╭─ Source data

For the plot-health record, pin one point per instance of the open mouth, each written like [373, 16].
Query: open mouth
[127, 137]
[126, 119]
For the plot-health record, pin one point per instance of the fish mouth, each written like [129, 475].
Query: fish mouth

╰─

> Work instructions
Output every line of the items above as a JSON list of strings, one string per line, leaving out blank lines.

> Answer to the task
[
  "For the plot-health record, pin one point per instance of the open mouth, each written like [373, 16].",
  "Query: open mouth",
  "[127, 137]",
  "[126, 119]",
  "For the plot-health record, pin one point per instance of the fish mouth, each written like [129, 475].",
  "Query: fish mouth"
]